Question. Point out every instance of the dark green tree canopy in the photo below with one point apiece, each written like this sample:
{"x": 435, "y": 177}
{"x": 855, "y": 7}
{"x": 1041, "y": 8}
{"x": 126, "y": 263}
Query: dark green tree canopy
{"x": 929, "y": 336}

----------------

● **What the task asks**: Go through the data above and copy all of it exactly.

● **Solved exercise**:
Question. Point out every instance of the dark green tree canopy in the photo below with one point apiece, each written like this sample:
{"x": 435, "y": 177}
{"x": 855, "y": 7}
{"x": 1041, "y": 8}
{"x": 126, "y": 263}
Query: dark green tree canopy
{"x": 929, "y": 336}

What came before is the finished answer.